(EXCERPTED PASSAGE)
ONLINE NEWSHOUR: BOOM TIME -- MARCH 5TH, 1999

SYNOPSIS: Transcript of discussion. One of key instances when Krugman begins to believe more in New Economy productivity claims.

Paul Krugman and Stephen Roach, a chief economist and director of global economic analysis at Morgan Stanley Dean Witter, discuss the reasons behind the continued growth in the U.S. economy.

JIM LEHRER: President Clinton spoke at his news conference of the U.S. economy and its relationship to the rest of the world. It's that story we go to now with our economics correspondent, Paul Solman of WGBH-Boston.

PAUL SOLMAN: Today's job numbers underscore the continuing strength of the U.S. economy. Other positive signs include: An increase in new factory orders for the second month in a row, including a doubling in orders for airplanes; higher than expected retail sales; and an increase in orders for big-ticket items, so-called durable goods. Finally, the stock market has rebounded after a 20 percent decline last fall. In all, the United States is experiencing the longest sustained period of peacetime growth in its history. For eight years, the economy has continued to expand, and in the last quarter of 1998, the economy grew by 6.1 percent, the fastest pace in 15 years. Federal Reserve Chairman Alan Greenspan:

ALAN GREENSPAN: Can this favorable performance be sustained? In many respects, the fundamental underpinnings of the recent U.S. economic performance are strong.

PAUL SOLMAN: But Chairman Greenspan and other economists are carefully watching economic trouble spots around the world, which stand in sharp contrast to America's prosperity. In Japan, a key trading partner of the United States, the economy has been in the doldrums for a decade. Unemployment is now at a record high: Nearly three million jobless, the highest number since the Japanese Government began keeping count in 1953. Elsewhere in Asia, growth rates are projected to keep shrinking in Indonesia and Malaysia, countries still suffering from the so-called "Asian Flu," which first struck a year and a half ago.

In Brazil, economic woes forced the Government to devalue the currency, the real, in January. Since then, the value of the real has dropped more than 40 percent against the U.S. dollar, exacerbating the Brazilian recession. Meanwhile, the Russian currency, the ruble, has plummeted even more dramatically, losing better than 70 percent of its value since August. Russian inflation last year approached 85 percent, putting many goods out of the reach of ordinary Russians. And in Europe, the value of the new 11-nation currency, the much-touted euro, has dropped nearly 7 percent against the U.S. dollar since its launch in January. Plus, Germany, long an economic powerhouse, has seen its economy shrink in the last quarter of 1998. These and other crises have led to consistent warnings that the global economy could worsen and choke off the boom here in the United States. Fed Chairman Greenspan also has raised concerns.

(ENTRIES SHOWN)
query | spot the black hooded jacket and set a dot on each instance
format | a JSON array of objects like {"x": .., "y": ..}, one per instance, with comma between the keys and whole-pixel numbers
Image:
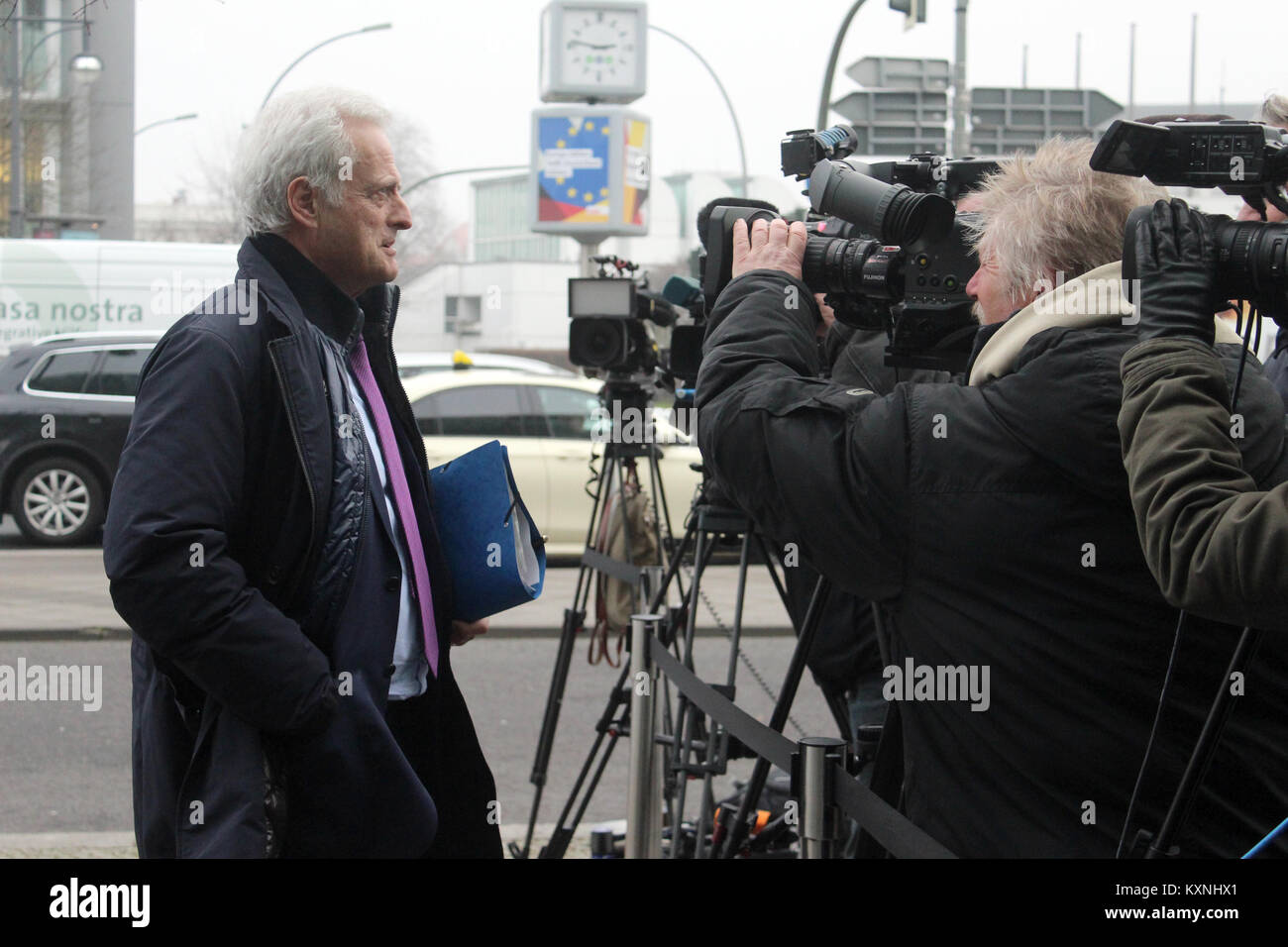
[{"x": 993, "y": 525}]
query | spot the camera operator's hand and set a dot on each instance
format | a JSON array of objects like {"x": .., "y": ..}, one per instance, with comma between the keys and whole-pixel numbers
[
  {"x": 769, "y": 247},
  {"x": 1176, "y": 264}
]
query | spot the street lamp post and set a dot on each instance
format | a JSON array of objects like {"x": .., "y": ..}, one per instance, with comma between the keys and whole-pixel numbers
[
  {"x": 462, "y": 170},
  {"x": 309, "y": 52},
  {"x": 737, "y": 128},
  {"x": 82, "y": 63}
]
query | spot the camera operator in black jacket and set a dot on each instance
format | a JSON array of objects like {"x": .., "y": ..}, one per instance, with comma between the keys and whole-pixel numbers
[{"x": 993, "y": 525}]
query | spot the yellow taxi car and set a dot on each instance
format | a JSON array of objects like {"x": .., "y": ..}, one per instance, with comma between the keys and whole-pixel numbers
[{"x": 554, "y": 431}]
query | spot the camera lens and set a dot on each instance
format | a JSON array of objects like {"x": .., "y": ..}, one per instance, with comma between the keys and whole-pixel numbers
[
  {"x": 1252, "y": 263},
  {"x": 853, "y": 266}
]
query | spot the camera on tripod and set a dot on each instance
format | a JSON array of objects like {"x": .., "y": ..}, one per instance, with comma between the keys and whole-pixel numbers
[
  {"x": 887, "y": 245},
  {"x": 610, "y": 316},
  {"x": 1240, "y": 158}
]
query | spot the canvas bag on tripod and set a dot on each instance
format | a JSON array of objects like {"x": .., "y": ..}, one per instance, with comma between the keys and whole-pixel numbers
[{"x": 614, "y": 599}]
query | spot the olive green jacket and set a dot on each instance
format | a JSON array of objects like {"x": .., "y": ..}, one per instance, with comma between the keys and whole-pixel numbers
[{"x": 1214, "y": 536}]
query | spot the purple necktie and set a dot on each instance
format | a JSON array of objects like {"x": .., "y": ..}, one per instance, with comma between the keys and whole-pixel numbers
[{"x": 402, "y": 497}]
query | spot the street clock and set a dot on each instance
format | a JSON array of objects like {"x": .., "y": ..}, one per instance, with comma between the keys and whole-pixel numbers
[{"x": 592, "y": 52}]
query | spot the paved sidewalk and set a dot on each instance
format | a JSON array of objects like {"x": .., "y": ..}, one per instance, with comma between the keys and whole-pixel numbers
[
  {"x": 121, "y": 844},
  {"x": 51, "y": 592}
]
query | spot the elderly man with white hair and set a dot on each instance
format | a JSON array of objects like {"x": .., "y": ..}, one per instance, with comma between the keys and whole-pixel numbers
[
  {"x": 991, "y": 522},
  {"x": 270, "y": 538}
]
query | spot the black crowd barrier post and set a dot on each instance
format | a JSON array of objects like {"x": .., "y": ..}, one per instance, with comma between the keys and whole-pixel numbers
[
  {"x": 643, "y": 822},
  {"x": 888, "y": 826},
  {"x": 814, "y": 767}
]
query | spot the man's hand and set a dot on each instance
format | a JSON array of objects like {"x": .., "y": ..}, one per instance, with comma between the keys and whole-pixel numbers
[
  {"x": 768, "y": 247},
  {"x": 1176, "y": 264},
  {"x": 463, "y": 631}
]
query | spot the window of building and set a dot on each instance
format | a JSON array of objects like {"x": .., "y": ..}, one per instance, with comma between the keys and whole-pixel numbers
[
  {"x": 475, "y": 411},
  {"x": 119, "y": 373},
  {"x": 463, "y": 315}
]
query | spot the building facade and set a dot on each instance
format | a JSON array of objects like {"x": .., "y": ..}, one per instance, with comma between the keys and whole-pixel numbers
[{"x": 77, "y": 127}]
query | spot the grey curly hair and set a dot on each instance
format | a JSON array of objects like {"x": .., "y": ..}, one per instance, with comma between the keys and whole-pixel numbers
[
  {"x": 1274, "y": 111},
  {"x": 1048, "y": 213},
  {"x": 297, "y": 134}
]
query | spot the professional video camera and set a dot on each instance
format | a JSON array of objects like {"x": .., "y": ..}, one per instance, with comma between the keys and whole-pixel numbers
[
  {"x": 609, "y": 315},
  {"x": 885, "y": 247},
  {"x": 1239, "y": 158}
]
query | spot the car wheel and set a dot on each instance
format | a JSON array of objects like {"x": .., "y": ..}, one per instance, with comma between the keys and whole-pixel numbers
[{"x": 56, "y": 502}]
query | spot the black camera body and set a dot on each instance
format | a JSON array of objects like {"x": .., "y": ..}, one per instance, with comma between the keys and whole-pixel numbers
[
  {"x": 887, "y": 247},
  {"x": 609, "y": 316},
  {"x": 1239, "y": 158}
]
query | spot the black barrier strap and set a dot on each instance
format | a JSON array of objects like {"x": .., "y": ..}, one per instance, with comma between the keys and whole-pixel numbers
[
  {"x": 896, "y": 832},
  {"x": 617, "y": 569}
]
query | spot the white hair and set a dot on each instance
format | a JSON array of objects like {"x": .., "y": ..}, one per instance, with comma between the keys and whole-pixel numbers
[
  {"x": 1048, "y": 213},
  {"x": 297, "y": 134},
  {"x": 1274, "y": 111}
]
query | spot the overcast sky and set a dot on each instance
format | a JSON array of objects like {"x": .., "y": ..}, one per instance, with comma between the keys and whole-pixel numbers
[{"x": 468, "y": 71}]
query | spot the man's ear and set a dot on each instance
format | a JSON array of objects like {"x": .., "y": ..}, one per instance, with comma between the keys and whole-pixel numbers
[{"x": 303, "y": 198}]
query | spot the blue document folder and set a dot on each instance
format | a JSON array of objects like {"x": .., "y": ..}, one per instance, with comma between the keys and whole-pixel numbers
[{"x": 496, "y": 556}]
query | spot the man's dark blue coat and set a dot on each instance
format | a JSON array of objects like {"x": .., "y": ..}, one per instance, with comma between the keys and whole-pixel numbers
[{"x": 249, "y": 554}]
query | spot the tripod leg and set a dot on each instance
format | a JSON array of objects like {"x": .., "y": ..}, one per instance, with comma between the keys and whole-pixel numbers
[
  {"x": 760, "y": 772},
  {"x": 574, "y": 618}
]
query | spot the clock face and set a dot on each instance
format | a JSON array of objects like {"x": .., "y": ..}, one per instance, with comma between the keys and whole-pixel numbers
[{"x": 597, "y": 47}]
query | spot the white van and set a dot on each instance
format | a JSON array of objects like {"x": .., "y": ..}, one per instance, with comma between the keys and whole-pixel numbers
[{"x": 56, "y": 286}]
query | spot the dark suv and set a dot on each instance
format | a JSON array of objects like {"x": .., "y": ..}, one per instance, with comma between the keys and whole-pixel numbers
[{"x": 64, "y": 410}]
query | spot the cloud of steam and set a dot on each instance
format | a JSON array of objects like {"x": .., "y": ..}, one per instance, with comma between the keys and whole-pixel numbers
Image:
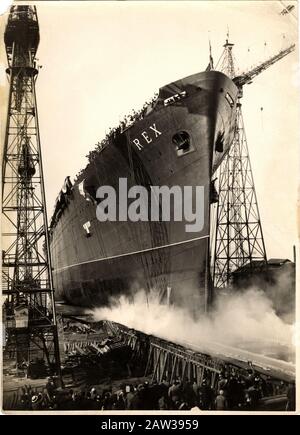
[{"x": 243, "y": 319}]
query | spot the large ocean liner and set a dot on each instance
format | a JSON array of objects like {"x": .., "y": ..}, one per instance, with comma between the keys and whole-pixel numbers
[{"x": 178, "y": 140}]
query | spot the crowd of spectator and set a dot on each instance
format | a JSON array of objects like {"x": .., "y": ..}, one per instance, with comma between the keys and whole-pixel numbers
[{"x": 231, "y": 392}]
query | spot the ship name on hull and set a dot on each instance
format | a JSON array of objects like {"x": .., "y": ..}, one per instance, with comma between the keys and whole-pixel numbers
[{"x": 147, "y": 137}]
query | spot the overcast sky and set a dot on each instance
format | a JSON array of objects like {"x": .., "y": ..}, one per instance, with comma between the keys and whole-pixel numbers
[{"x": 102, "y": 59}]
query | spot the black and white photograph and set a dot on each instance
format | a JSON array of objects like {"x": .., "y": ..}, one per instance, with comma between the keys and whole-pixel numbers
[{"x": 149, "y": 232}]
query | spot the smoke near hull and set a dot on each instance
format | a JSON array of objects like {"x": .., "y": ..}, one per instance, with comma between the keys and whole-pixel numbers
[{"x": 246, "y": 320}]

(WHAT YOU WILL DO)
A. Quote the economic boom transcript word for word, starting with "PAUL SOLMAN: Today's" and going on through "performance are strong.".
B. According to the economic boom transcript, how fast did the U.S. economy grow in the last quarter of 1998?
C. Carry on the economic boom transcript from its final sentence.

(RESULTS)
A.
PAUL SOLMAN: Today's job numbers underscore the continuing strength of the U.S. economy. Other positive signs include: An increase in new factory orders for the second month in a row, including a doubling in orders for airplanes; higher than expected retail sales; and an increase in orders for big-ticket items, so-called durable goods. Finally, the stock market has rebounded after a 20 percent decline last fall. In all, the United States is experiencing the longest sustained period of peacetime growth in its history. For eight years, the economy has continued to expand, and in the last quarter of 1998, the economy grew by 6.1 percent, the fastest pace in 15 years. Federal Reserve Chairman Alan Greenspan:

ALAN GREENSPAN: Can this favorable performance be sustained? In many respects, the fundamental underpinnings of the recent U.S. economic performance are strong.

B. It grew by 6.1 percent, the fastest pace in 15 years.

C.
ALAN GREENSPAN: We, nonetheless, are really quite dependent on what's going on in the rest of the world. And the slowing there does give us pause, so there is clearly a concern, and we are endeavoring to balance the international with the domestic, recognizing that we're evolving into a new type of international financial system in which we are, in a sense, learning as we're doing, and that is not the best way. There is no Economics 101 which carries us through what's going on today.

PAUL SOLMAN: How can the stock market be setting new records, the U.S. economy be doing so well while much of the rest of the world slumps? We pose that and other questions to two leading observers of the world economy. Paul Krugman is Professor of Economics at MIT -- his upcoming book "The Return of Depression Economics." Stephen Roach is Chief Economist and Director of Global Economic Analysis at the Wall Street firm Morgan Stanley Dean Witter. And welcome to you both.

PAUL SOLMAN: Paul Krugman, why is the U.S. economy doing so well, compared to the rest of the world?

PAUL KRUGMAN, MIT: I think the basic rule here is that, if you think that you understand everything that's been happening lately, you haven't been paying attention.

PAUL SOLMAN: Are you humbled?

PAUL KRUGMAN: I'm humbled. A lot of things I didn't think were possible are happening, some good, some bad.

PAUL SOLMAN: Not possible?

PAUL KRUGMAN: Things I thought were not possible, yes. I didn't think that the U.S. economy could have this low an unemployment rate without wages starting to pick up, and they're not picking up, which is incredible.

PAUL SOLMAN: Yes, all of the fantastic number of good news indicators and the only one that's not -- that is going nowhere basically is hourly wages.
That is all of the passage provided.